La lettera della Bce all'Italia

La Bce non si limitava a ricordare all’escutivo la necessità di fare le riforme, ma entrava anche nel dettaglio. “Le sfide principali  - si legge - sono l'aumento della concorrenza, particolarmente nei servizi, il miglioramento della qualità dei servizi pubblici e il ridisegno di sistemi regolatori e fiscali che siano più adatti a sostenere la competitività delle imprese e l'efficienza del mercato del lavoro”. 

Nella lettera venivano elencati in particolare due punti su cui, secondo la Bce, avrebbe dovuto intervenire:

  1. “È necessaria una complessiva, radicale e credibile strategia di riforme, inclusa la piena liberalizzazione dei servizi pubblici locali e dei servizi professionali. Questo dovrebbe applicarsi in particolare alla fornitura di servizi locali attraverso privatizzazioni su larga scala.
  2. "C'è anche l'esigenza di riformare ulteriormente il sistema di contrattazione salariale collettiva, permettendo accordi al livello d'impresa in modo da ritagliare i salari e le condizioni di lavoro alle esigenze specifiche delle aziende e rendendo questi accordi più rilevanti rispetto ad altri livelli di negoziazione”. 

Per gli anti-europeisti era la prova che a l’Ue si era messa in testa di commissariare il Parlamento italiano e dettare le condizioni. Il resto è storia nota: dopo la caduta del governo Berlusconi IV, l’esecutivo tecnico guidato da Mario Monti è stato costretto a varare una serie di provvedimenti “lacrime e sangue” tra cui la riforma delle pensioni targata Fornero e a reintrodurre una tassa sulla prima casa.

Monti è riuscito così a centrare l’obiettivo di far scendere gli interessi sul debito pubblico e mettere il Paese al riparo dalla tempesta finanziaria. Ma non dalla propaganda di molti partiti, Lega e 5 Stelle su tutti, che hanno utilizzato lo spauracchio della Troika e dell’Ue per costruire le loro fortune elettorali. Oggi che Draghi ha già una scarpa e mezza a Palazzo Chigi, le posizioni sono molto sfumate. Salvini è si è trasformato nel giro di qualche giorno in un convinto europeista, pronto anche ad immolare il consenso elettorale sull'altare dell'unità nazionale. Il M5s appare invece sempre più dilaniato da tensioni e conflitti interni, sul nome di Draghi ovviamente, ma anche sull’identità da dare al MoVimento del futuro. Alla fine, dopo giorni di tira e molla, ieri è arrivata l’ufficialità che per decidere il da farsi Crimi e compagni si affideranno (di nuovo) a Rousseau.

Il senatore M5s Lannutti contro Mario Draghi: "Deve completare il programma della Troika"

**Compito richiesto:**
Rispondi a queste domande sull'estratto relativo alla lettera della Bce, una risposta per riga.
1. Quali servizi andavano pienamente liberalizzati secondo la lettera?
2. Dopo la caduta di quale governo l'esecutivo tecnico guidato da Mario Monti vara i provvedimenti "lacrime e sangue"?
3. A chi si affideranno Crimi e compagni per decidere il da farsi?
Le righe di dati provengono da una fonte diversa.

**Righe di dati:**
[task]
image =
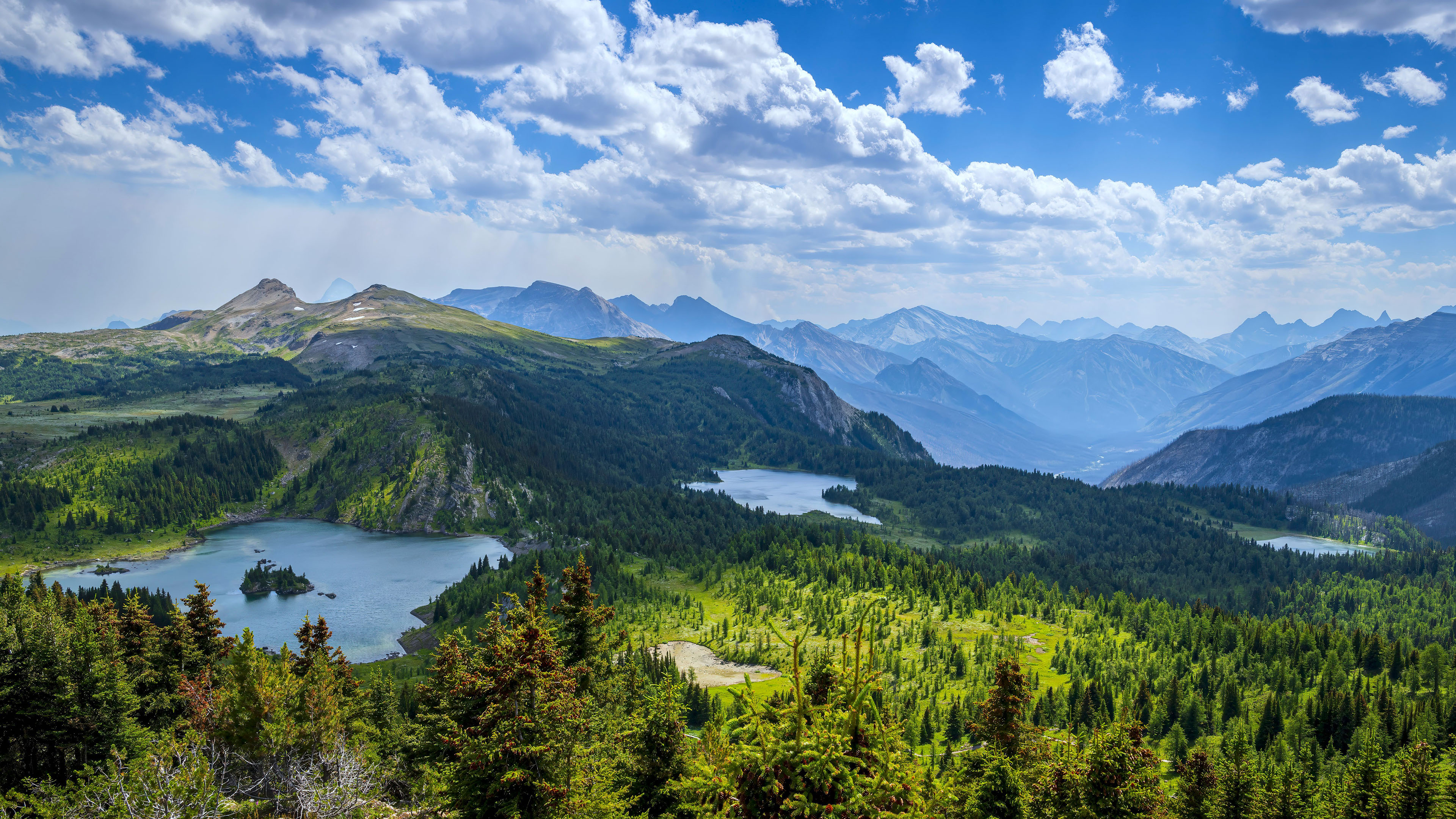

**Risposta corretta:**
1. I servizi pubblici locali e i servizi professionali.
2. Il governo Berlusconi IV.
3. A Rousseau.